#### Lesetext:
====
Und dann gibt es noch Leute aus Greifswald, die zu Demenz forschen.



Jochen René Thyrian, Melanie Boekholt, Wolfgang Hoffmann, Maren Leiz, Jessica Monsees, Tim Schmachtenberg, Fanny Schumacher-Schönert und Ulrike Stenzel haben etwas ganz Tolles gemacht:

Sie haben den Anteil der Alten (ab 65 Jahre) in einem Landkreis oder einer Kreisfreien Stadt mit einem Prävalenzwert für Demenz multipliziert und das Produkt auf die Anzahl der Einwohner pro Kreis oder Kreisfreie Stadt umgerechnet. Das Ergebnis vermarkten sie nun in der Zeitschrift “Der Nervenarzt” als “bundesweite Analyse auf Kreisebene”. Die Analyse in Demenz schlägt sich vor allem in farbigen Karten von Deutschland nieder und in Aussagen wie: Auf Kreisebene variiert er (der Anteil der “Menschen mit Demenz”) zwischen 1,42% (Landkreis Freising) und 3,01% (kreisfreie Stadt Dessau-Roßlau)”. Mit anderen Worten: in Freising gibt es weniger alte Menschen als in Dessau-Roßlau. Ob es deshalb auch einen höheren Anteil von Dementen in Dessau-Roßlau gibt, das ist eine ganz andere Frage, eine, deren Antwort zu wichtig ist, als dass man sie Datenhubern wie den Greifswaldern überlassen kann. Datenhubern, die nicht bemerken, was Sätze bedeuten, die sie selbst schreiben:

“Je mehr Neurologen, Nervenärzte und Psychiater in einem Bundesland pro 100.000 Einwohner existieren, desto mehr Demenzpatienten mit Erstmanifestation wurden innerhalb der ersten 6 Wochen fachärztlich versorgt:”
====
#### Vorliegende Einträge:
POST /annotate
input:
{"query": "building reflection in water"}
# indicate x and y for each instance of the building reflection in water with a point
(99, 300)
====
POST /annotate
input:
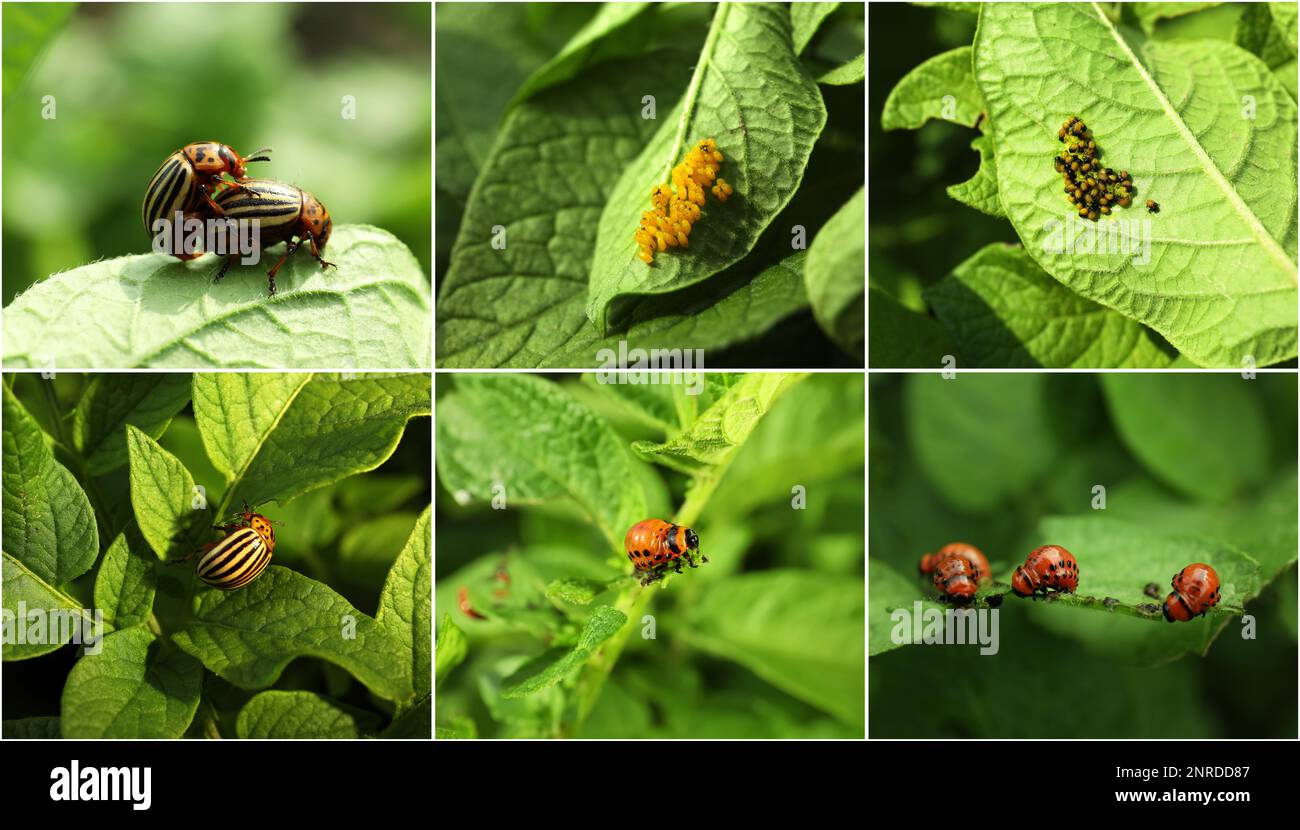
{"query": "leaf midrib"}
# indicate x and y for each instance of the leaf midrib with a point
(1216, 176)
====
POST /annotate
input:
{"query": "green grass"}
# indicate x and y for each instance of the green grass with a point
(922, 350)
====
#### Material erkunden:
• 1. Übersetzen Sie den Satz „Mit anderen Worten: in Freising gibt es weniger alte Menschen als in Dessau-Roßlau.“ aus dem Lesetext ins Englische.
• 2. Beantworten Sie die folgenden Fragen anhand des Lesetextes.
(a) Ab welchem Alter werden Menschen in der Analyse zu den Alten gezählt?
(b) In welcher Zeitschrift wird das Ergebnis vermarktet?
(c) Welcher Landkreis hat den niedrigsten genannten Anteil, und wie hoch ist dieser?

#### Ergebnisse der Übung:
• 1. In other words: there are fewer old people in Freising than in Dessau-Roßlau.

• 2.
(a) Ab 65 Jahren.
(b) In der Zeitschrift „Der Nervenarzt“.
(c) Der Landkreis Freising mit 1,42 %.